- **INSTRUCTION A**
Please give the rows again from their first line through the line that has "point(17, 122)", substituting "silver car hood" for "gray car hood" and changing nothing else.

- **SOURCE**
========================

# Fine tuning squid jigs.



## keza (Mar 6, 2007)

Has anyone done this ?
I was thinking of shaving the weight done to get some of my jigs sitting at a better angle in the water.
I'm not quite sure what the best angle is but i presume head slightly lower than the tail, some of my jigs have the head floating way to low.

Dremel time me thinks.


----------



## anselmo (Aug 26, 2008)

keza said:


> Has anyone done this ?
> I was thinking of shaving the weight done to get some of my jigs sitting at a better angle in the water.
> I'm not quite sure what the best angle is but i presume head slightly lower than the tail, some of my jigs have the head floating way to low.
> 
> Dremel time me thinks.


I've heard of it being done for the purpose of drop shutting in fast currents


----------



## keza (Mar 6, 2007)

The balance just doesn't seem so good on my cheaper jigs and as squid often take it on the drop I thought maybe I should up grade a few.


----------



## billpatt (Apr 12, 2010)

When you do shave it make sure you have your file at the ramp. A lot of people in the past have done it at home and tested in the swimming pool only to discover that actual salt water affects the jig differently.

I do this with a lot of my jigs, mainly due to only fishing in 1-3m of water. I find that even 2.5's drop too quickly for this depth.


----------



## johnny (Aug 12, 2007)

compleat angler ...villawood...yamashitas cheap..$8.90..limited range


----------



## avayak (May 23, 2007)

========================

- **DATA PROVIDED**
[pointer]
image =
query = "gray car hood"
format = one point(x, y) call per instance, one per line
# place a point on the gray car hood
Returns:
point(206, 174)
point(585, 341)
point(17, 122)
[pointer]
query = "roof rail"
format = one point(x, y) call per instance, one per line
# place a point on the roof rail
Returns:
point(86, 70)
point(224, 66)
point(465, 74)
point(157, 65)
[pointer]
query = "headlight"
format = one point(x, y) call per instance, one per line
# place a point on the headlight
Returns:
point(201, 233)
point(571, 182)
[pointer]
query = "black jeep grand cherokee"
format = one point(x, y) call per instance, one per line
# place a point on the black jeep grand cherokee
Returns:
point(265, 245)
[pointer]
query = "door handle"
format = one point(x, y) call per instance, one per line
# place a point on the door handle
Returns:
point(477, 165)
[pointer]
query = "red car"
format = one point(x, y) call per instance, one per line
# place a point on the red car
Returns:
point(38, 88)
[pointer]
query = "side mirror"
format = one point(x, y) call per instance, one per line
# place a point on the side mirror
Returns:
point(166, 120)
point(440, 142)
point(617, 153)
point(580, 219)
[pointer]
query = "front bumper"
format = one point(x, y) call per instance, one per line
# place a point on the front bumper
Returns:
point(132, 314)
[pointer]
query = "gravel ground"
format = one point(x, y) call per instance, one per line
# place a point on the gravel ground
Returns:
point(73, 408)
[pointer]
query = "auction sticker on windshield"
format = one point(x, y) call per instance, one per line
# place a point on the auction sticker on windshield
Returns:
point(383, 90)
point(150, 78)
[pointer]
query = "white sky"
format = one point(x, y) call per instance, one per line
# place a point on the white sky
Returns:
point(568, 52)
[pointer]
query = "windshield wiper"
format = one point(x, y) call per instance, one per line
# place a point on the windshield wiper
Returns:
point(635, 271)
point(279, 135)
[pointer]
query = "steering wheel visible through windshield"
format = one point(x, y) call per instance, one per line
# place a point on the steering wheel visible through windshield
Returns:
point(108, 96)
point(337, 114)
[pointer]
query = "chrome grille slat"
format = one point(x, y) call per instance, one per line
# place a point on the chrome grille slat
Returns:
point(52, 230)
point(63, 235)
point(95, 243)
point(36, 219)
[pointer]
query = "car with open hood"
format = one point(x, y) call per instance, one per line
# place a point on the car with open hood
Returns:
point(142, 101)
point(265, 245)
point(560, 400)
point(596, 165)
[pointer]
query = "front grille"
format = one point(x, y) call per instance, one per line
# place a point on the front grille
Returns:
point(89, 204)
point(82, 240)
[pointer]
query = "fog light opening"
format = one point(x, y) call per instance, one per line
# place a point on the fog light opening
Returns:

========================

- **INSTRUCTION B**
Pick up the forum thread on fine-tuning squid jigs and continue it from its last line.

- **EXPECTED ANSWER A**
[pointer]
image =
query = "silver car hood"
format = one point(x, y) call per instance, one per line
# place a point on the silver car hood
Returns:
point(206, 174)
point(585, 341)
point(17, 122)

- **EXPECTED ANSWER B**
According to a Yo-Zuri leaflet I have they should sink horizontally Kerry. The leader you use affects this. Don't use a snap clip as it makes them nose heavy.


----------



## HAWKEYE3 (Jan 8, 2009)

Keza,

Before you start with the power tools try balancing the jig with some fine resin cored solder. It may all you need to do, or it will give you a measure of how much material you need to remove from the front weight.

Regards

Ian


----------



## keza (Mar 6, 2007)

I was thinking if the tail was down I would solder on to the weight and if it's down in the tail I'll shave a bit of the weight off.
I have some of the solder so I'll give that a go too.


----------



## SharkNett (Feb 20, 2006)

avayak said:


> According to a Yo-Zuri leaflet I have they should sink horizontally Kerry. The leader you use affects this. Don't use a snap clip as it makes them nose heavy.


There was a video going around featuring one of Yamashita's top guys. He stated you should use clips as it protects the line from abrasion when the jig hits the bottom.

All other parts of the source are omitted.